**DIRECTIVE**
Render every line of the material below as a Markdown table with the columns Row and Line, numbering the rows and leaving out blank lines. Omit the pictures from the table.

Collected data entries
------------------------

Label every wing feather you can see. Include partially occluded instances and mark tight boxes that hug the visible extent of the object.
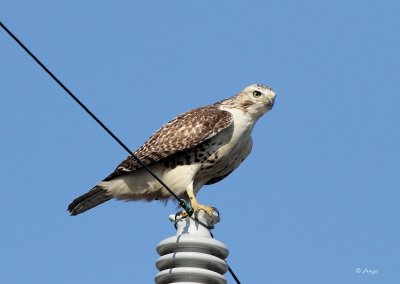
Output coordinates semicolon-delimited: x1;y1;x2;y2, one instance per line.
105;106;233;181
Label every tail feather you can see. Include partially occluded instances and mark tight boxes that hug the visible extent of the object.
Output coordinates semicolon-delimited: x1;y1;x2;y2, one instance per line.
68;186;112;216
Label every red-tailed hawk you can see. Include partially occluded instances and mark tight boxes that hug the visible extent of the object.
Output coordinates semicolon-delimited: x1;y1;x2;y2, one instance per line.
68;84;275;215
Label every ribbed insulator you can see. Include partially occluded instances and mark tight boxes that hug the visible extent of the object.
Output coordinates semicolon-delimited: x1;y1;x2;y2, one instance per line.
155;211;229;284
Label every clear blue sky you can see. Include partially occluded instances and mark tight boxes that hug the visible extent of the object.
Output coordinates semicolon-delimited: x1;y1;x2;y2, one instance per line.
0;0;400;284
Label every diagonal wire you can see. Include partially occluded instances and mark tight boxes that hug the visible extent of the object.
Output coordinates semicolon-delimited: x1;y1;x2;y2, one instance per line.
0;21;193;215
0;21;240;284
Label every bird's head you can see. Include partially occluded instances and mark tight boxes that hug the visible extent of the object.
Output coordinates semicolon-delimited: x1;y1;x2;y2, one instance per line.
237;84;276;118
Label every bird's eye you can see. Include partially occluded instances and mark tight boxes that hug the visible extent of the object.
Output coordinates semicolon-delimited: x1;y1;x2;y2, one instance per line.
253;91;261;98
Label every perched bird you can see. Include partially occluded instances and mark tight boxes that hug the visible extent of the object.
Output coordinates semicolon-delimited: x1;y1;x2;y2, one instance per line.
68;84;275;215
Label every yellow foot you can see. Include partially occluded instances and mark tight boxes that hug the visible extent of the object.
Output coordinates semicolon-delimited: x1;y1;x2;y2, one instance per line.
192;200;214;216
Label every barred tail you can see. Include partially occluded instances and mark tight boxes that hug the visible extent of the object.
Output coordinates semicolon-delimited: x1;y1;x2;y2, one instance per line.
68;186;111;216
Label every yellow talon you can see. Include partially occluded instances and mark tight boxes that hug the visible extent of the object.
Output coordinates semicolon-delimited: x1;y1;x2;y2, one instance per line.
187;191;214;216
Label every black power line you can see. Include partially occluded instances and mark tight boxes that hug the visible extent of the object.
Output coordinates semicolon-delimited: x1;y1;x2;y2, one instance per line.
0;21;240;284
0;22;193;216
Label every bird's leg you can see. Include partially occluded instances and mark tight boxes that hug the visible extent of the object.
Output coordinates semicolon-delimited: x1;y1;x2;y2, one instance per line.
186;186;214;216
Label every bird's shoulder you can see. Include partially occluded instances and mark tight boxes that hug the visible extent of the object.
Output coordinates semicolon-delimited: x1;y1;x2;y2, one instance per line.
105;105;234;180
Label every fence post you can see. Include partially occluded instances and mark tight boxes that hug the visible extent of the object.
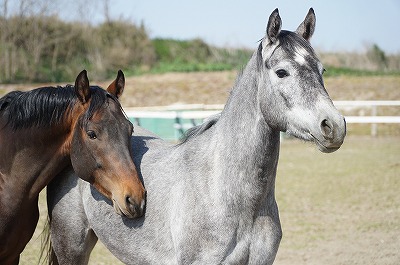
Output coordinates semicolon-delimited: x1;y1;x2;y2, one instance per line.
371;106;378;137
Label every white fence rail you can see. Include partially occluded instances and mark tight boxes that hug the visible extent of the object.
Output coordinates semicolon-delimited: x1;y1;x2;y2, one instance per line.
125;100;400;136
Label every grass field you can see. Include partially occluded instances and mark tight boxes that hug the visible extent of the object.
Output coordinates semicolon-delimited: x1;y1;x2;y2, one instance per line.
7;72;400;265
21;136;400;265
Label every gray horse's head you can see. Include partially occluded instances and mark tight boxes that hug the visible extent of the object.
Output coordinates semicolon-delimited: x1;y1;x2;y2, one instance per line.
257;9;346;153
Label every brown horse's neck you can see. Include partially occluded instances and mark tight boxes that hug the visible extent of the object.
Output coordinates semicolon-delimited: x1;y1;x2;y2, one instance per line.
0;113;75;201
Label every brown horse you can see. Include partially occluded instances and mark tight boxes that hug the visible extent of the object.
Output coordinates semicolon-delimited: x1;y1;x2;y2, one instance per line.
0;70;145;264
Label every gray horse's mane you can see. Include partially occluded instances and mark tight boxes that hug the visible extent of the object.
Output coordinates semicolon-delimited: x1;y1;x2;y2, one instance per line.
179;113;221;144
257;30;316;69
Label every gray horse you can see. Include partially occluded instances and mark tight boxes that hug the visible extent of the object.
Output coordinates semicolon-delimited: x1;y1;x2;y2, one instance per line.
48;9;346;265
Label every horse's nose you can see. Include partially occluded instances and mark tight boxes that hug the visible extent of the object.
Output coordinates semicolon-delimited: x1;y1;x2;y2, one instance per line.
320;119;334;141
125;192;146;217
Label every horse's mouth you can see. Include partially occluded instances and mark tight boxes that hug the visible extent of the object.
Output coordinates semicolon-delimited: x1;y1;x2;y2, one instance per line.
310;133;342;153
112;199;138;218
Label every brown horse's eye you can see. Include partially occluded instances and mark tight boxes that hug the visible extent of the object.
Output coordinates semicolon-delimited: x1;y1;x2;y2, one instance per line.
276;69;289;78
86;131;97;140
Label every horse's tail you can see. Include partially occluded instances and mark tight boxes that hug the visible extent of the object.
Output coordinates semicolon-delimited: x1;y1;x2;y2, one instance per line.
39;217;58;265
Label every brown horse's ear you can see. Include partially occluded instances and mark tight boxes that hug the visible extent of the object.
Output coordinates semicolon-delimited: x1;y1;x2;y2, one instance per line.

------------------------

**REPLY**
| Row | Line |
|---|---|
| 1 | Label every wing feather you can see. Include partially occluded instances and mark tight boxes that hug the visible extent of the object. |
| 2 | Output coordinates semicolon-delimited: x1;y1;x2;y2, one instance per line. |
| 3 | 105;106;233;181 |
| 4 | Label every tail feather you can see. Include partially occluded instances and mark tight boxes that hug the visible extent of the object. |
| 5 | Output coordinates semicolon-delimited: x1;y1;x2;y2, one instance per line. |
| 6 | 68;186;112;216 |
| 7 | Label every red-tailed hawk you can see. Include partially occluded instances and mark tight boxes that hug the visible extent of the object. |
| 8 | Output coordinates semicolon-delimited: x1;y1;x2;y2, one instance per line. |
| 9 | 68;84;275;215 |
| 10 | Label every ribbed insulator you can see. Include partially occluded instances and mark tight boxes that hug the visible extent of the object. |
| 11 | Output coordinates semicolon-delimited: x1;y1;x2;y2, one instance per line. |
| 12 | 155;211;229;284 |
| 13 | Label every clear blue sky you can see. Include partially occluded instances and mark tight boxes that hug the visible extent of the object. |
| 14 | Output coordinates semicolon-delimited: x1;y1;x2;y2, one instance per line. |
| 15 | 0;0;400;284 |
| 16 | Label every diagonal wire you can see. Include partially occluded instances and mark tight boxes that hug the visible extent of the object. |
| 17 | Output coordinates semicolon-delimited: x1;y1;x2;y2, one instance per line. |
| 18 | 0;21;193;215 |
| 19 | 0;21;240;284 |
| 20 | Label every bird's head you can see. Include partially occluded instances and mark tight boxes that hug the visible extent of the object. |
| 21 | Output coordinates semicolon-delimited: x1;y1;x2;y2, one instance per line. |
| 22 | 237;84;276;118 |
| 23 | Label every bird's eye you can see. Include partially occluded instances and mark tight boxes that hug the visible extent of the object. |
| 24 | Output coordinates semicolon-delimited: x1;y1;x2;y2, one instance per line. |
| 25 | 253;91;261;98 |
| 26 | Label every perched bird you can see. Include partially occluded instances and mark tight boxes that hug the visible extent of the object. |
| 27 | Output coordinates semicolon-delimited: x1;y1;x2;y2, one instance per line. |
| 28 | 68;84;275;215 |
| 29 | Label every yellow foot you can see. Include partially occluded instances and mark tight boxes that hug the visible extent of the object. |
| 30 | Output coordinates semicolon-delimited: x1;y1;x2;y2, one instance per line. |
| 31 | 192;200;214;216 |
| 32 | Label every barred tail you can see. Include partially occluded instances and mark tight boxes that hug the visible extent of the object. |
| 33 | Output coordinates semicolon-delimited: x1;y1;x2;y2, one instance per line. |
| 34 | 68;186;111;216 |
| 35 | Label every yellow talon you can see. Include partially occluded instances and mark tight boxes that hug the visible extent of the object. |
| 36 | Output coordinates semicolon-delimited: x1;y1;x2;y2, one instance per line. |
| 37 | 187;191;214;216 |
| 38 | Label every black power line you can see. Include partially occluded instances and mark tight boxes that hug the visible extent of the object. |
| 39 | Output coordinates semicolon-delimited: x1;y1;x2;y2, one instance per line. |
| 40 | 0;21;240;284 |
| 41 | 0;22;193;216 |
| 42 | Label every bird's leg you can see. Include partially occluded instances and mark tight boxes that hug the visible extent of the object. |
| 43 | Output coordinates semicolon-delimited: x1;y1;x2;y2, one instance per line. |
| 44 | 186;186;214;216 |
| 45 | Label every bird's shoulder you can see. Include partially occluded instances and mark tight boxes that hug the visible extent of the object. |
| 46 | Output coordinates semicolon-delimited: x1;y1;x2;y2, one instance per line. |
| 47 | 105;105;234;180 |
| 48 | Label every fence post you can see. Include partially occluded instances and mark tight boxes that hug the visible extent of the object. |
| 49 | Output coordinates semicolon-delimited: x1;y1;x2;y2, one instance per line. |
| 50 | 371;106;378;137 |
| 51 | Label every white fence rail you can see. Include partially occluded instances and mark tight boxes that hug the visible extent of the object. |
| 52 | Output coordinates semicolon-delimited: x1;y1;x2;y2, one instance per line. |
| 53 | 125;100;400;136 |
| 54 | Label every grass field you can see. Include partially occluded instances and mark tight boxes that hug the visible extent of the object. |
| 55 | Output coordinates semicolon-delimited: x1;y1;x2;y2, one instance per line. |
| 56 | 7;72;400;265 |
| 57 | 21;136;400;265 |
| 58 | Label every gray horse's head you can see. Include partially occluded instances and mark tight boxes that hug the visible extent of the object. |
| 59 | Output coordinates semicolon-delimited: x1;y1;x2;y2, one instance per line. |
| 60 | 257;9;346;153 |
| 61 | Label every brown horse's neck you can see. Include partially occluded instances and mark tight boxes that hug the visible extent of the object. |
| 62 | Output coordinates semicolon-delimited: x1;y1;x2;y2, one instance per line. |
| 63 | 0;113;75;201 |
| 64 | Label every brown horse you can see. Include partially occluded instances and mark tight boxes that hug the visible extent of the object. |
| 65 | Output coordinates semicolon-delimited: x1;y1;x2;y2, one instance per line. |
| 66 | 0;70;145;264 |
| 67 | Label every gray horse's mane you can see. Include partially occluded instances and mark tight boxes that hug the visible extent of the object. |
| 68 | Output coordinates semicolon-delimited: x1;y1;x2;y2, one instance per line. |
| 69 | 179;113;221;144 |
| 70 | 257;30;316;69 |
| 71 | Label every gray horse you can see. Include partially occluded instances and mark tight boxes that hug the visible extent of the object. |
| 72 | Output coordinates semicolon-delimited: x1;y1;x2;y2, one instance per line. |
| 73 | 48;9;346;265 |
| 74 | Label every horse's nose you can see. Include partially occluded instances and mark tight boxes that hug the visible extent of the object. |
| 75 | Output coordinates semicolon-delimited: x1;y1;x2;y2, one instance per line. |
| 76 | 320;119;334;141 |
| 77 | 125;192;146;217 |
| 78 | Label every horse's mouth you can see. Include partially occluded instances and mark tight boxes that hug the visible extent of the object. |
| 79 | Output coordinates semicolon-delimited: x1;y1;x2;y2, one instance per line. |
| 80 | 310;133;342;153 |
| 81 | 112;199;138;218 |
| 82 | Label every brown horse's eye you can see. Include partially occluded instances and mark tight boxes that hug the visible extent of the object. |
| 83 | Output coordinates semicolon-delimited: x1;y1;x2;y2, one instance per line. |
| 84 | 276;69;289;78 |
| 85 | 86;131;97;140 |
| 86 | Label every horse's tail you can see. Include partially occluded instances and mark tight boxes that hug the visible extent of the object. |
| 87 | Output coordinates semicolon-delimited: x1;y1;x2;y2, one instance per line. |
| 88 | 39;217;58;265 |
| 89 | Label every brown horse's ear you can see. Include partially occluded instances and mark tight boxes that hug the visible extent of the object. |
| 90 | Output coordinates semicolon-delimited: x1;y1;x2;y2, one instance per line. |